Data Block Start

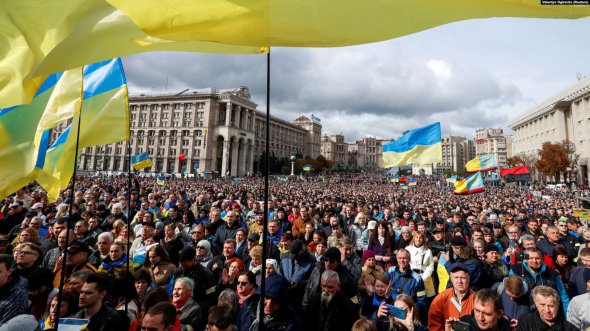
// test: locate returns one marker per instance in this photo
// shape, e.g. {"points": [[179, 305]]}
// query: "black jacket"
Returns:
{"points": [[339, 314], [532, 321], [503, 324], [107, 319]]}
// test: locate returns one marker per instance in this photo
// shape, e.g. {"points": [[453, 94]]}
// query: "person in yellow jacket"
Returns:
{"points": [[116, 263]]}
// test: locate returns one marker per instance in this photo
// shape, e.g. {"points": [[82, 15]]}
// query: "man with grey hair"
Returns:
{"points": [[226, 231], [546, 316], [188, 310], [103, 243], [336, 311]]}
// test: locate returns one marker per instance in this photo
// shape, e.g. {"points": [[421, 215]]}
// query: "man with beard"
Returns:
{"points": [[56, 229], [51, 258], [334, 311], [77, 260], [204, 286], [487, 314], [546, 316], [101, 316], [278, 315]]}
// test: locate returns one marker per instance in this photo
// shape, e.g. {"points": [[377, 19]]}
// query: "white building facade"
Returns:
{"points": [[563, 117], [218, 131]]}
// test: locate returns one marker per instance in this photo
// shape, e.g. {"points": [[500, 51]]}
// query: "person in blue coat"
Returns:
{"points": [[405, 280], [534, 272], [296, 267]]}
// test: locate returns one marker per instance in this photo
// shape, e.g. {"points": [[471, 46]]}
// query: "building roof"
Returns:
{"points": [[561, 99]]}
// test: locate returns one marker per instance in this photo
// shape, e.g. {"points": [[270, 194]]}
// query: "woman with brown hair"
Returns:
{"points": [[410, 321], [159, 265], [381, 244]]}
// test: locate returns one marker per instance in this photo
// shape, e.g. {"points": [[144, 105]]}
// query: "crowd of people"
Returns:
{"points": [[343, 252]]}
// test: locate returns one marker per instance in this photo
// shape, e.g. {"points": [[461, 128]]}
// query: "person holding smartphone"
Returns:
{"points": [[487, 315], [401, 316]]}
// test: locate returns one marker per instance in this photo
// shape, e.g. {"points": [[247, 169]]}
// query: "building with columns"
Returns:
{"points": [[334, 148], [366, 153], [563, 116], [456, 151], [217, 130], [493, 141]]}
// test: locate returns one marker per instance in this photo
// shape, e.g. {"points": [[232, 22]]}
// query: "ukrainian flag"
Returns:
{"points": [[471, 184], [18, 126], [482, 163], [419, 146], [452, 179], [102, 118], [141, 161]]}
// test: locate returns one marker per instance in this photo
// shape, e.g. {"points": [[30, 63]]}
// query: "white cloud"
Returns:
{"points": [[467, 75]]}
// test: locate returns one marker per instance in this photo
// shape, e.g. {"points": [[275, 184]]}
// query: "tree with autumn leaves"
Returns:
{"points": [[557, 160]]}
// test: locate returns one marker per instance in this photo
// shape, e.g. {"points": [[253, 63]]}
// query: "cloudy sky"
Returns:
{"points": [[467, 75]]}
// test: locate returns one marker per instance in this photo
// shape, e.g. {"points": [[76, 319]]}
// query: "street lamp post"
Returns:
{"points": [[293, 158]]}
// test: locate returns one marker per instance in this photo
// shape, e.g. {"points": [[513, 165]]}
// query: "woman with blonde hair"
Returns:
{"points": [[409, 323], [422, 263]]}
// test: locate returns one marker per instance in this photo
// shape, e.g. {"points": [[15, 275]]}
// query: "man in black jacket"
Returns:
{"points": [[487, 313], [546, 316], [102, 316], [333, 311]]}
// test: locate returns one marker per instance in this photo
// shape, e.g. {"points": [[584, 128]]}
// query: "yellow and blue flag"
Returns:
{"points": [[125, 27], [452, 179], [18, 127], [102, 119], [141, 161], [482, 163], [471, 184], [419, 146]]}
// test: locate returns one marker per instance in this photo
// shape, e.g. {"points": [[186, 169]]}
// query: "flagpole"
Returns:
{"points": [[62, 278], [266, 192], [128, 156]]}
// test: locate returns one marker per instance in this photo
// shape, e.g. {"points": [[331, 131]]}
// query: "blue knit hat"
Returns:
{"points": [[276, 288]]}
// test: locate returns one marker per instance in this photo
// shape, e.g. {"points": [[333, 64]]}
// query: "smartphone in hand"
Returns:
{"points": [[459, 326], [396, 312]]}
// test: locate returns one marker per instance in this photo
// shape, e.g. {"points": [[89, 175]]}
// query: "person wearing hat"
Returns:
{"points": [[14, 217], [297, 266], [331, 260], [465, 254], [278, 315], [494, 269], [456, 301], [553, 239], [13, 290], [333, 311], [77, 260], [546, 316], [578, 313], [204, 289]]}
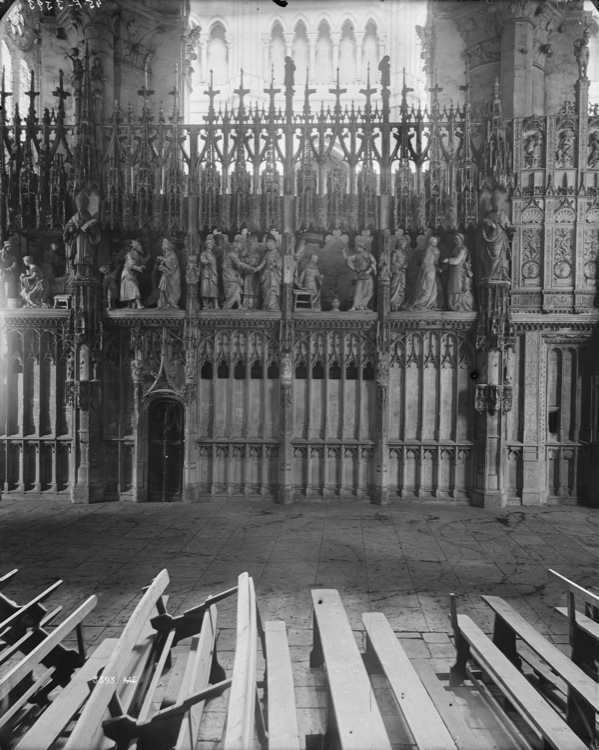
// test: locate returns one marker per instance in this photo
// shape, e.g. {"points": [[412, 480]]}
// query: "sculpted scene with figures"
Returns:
{"points": [[328, 268]]}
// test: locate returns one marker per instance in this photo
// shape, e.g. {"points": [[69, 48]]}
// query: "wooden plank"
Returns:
{"points": [[419, 712], [550, 654], [444, 703], [95, 708], [12, 678], [358, 719], [587, 596], [7, 577], [240, 721], [283, 730], [512, 683], [63, 708], [588, 626], [195, 678], [22, 612]]}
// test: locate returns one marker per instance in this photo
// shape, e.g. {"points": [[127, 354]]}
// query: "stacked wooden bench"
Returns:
{"points": [[355, 721], [566, 723], [109, 699]]}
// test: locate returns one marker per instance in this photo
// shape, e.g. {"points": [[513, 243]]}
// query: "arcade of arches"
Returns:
{"points": [[347, 252]]}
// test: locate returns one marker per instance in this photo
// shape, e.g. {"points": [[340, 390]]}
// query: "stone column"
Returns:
{"points": [[516, 68], [204, 72], [312, 39], [336, 40], [359, 35]]}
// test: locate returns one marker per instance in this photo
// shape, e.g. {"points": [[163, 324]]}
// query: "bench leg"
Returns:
{"points": [[580, 717], [457, 673], [505, 640], [316, 655]]}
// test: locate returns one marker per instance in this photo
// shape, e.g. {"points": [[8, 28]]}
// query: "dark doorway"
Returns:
{"points": [[165, 460]]}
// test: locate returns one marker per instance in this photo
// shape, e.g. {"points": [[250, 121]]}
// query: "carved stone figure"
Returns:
{"points": [[209, 276], [232, 278], [97, 76], [110, 288], [427, 293], [289, 80], [459, 277], [565, 147], [398, 265], [170, 281], [135, 261], [385, 70], [593, 159], [34, 287], [364, 264], [9, 274], [311, 280], [497, 231], [271, 270], [252, 256], [581, 53], [81, 234]]}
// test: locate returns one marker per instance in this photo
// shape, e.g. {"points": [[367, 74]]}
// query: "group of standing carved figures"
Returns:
{"points": [[446, 283], [81, 237], [251, 272]]}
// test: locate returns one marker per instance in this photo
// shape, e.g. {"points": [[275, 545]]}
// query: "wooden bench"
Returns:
{"points": [[245, 719], [354, 716], [419, 712], [36, 660], [583, 626], [582, 695], [472, 644]]}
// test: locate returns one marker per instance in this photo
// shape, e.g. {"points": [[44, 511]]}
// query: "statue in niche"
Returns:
{"points": [[385, 70], [170, 280], [271, 270], [81, 234], [135, 261], [308, 276], [459, 277], [427, 293], [97, 76], [232, 278], [398, 263], [209, 276], [34, 287], [251, 256], [289, 81], [110, 290], [565, 148], [497, 232], [581, 53], [364, 265], [532, 149], [593, 159], [9, 273], [77, 75]]}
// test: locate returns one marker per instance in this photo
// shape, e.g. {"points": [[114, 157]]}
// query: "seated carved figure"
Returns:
{"points": [[34, 286]]}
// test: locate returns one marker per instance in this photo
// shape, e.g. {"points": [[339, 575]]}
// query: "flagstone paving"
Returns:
{"points": [[402, 559]]}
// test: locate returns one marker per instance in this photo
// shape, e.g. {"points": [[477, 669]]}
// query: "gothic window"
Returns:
{"points": [[300, 53], [6, 62], [324, 55], [24, 83], [218, 54], [347, 55], [277, 53], [370, 52]]}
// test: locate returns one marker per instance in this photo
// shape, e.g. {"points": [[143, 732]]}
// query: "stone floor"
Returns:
{"points": [[401, 559]]}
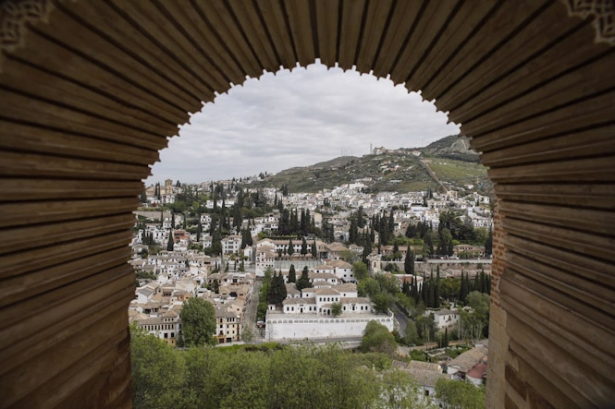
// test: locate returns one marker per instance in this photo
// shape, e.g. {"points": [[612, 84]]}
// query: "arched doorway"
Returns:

Data Block End

Note every line of the records that holds the word "figures", and copy it.

**Answer below**
// query: "sculpted scene with figures"
// query: "group of standing carved figures"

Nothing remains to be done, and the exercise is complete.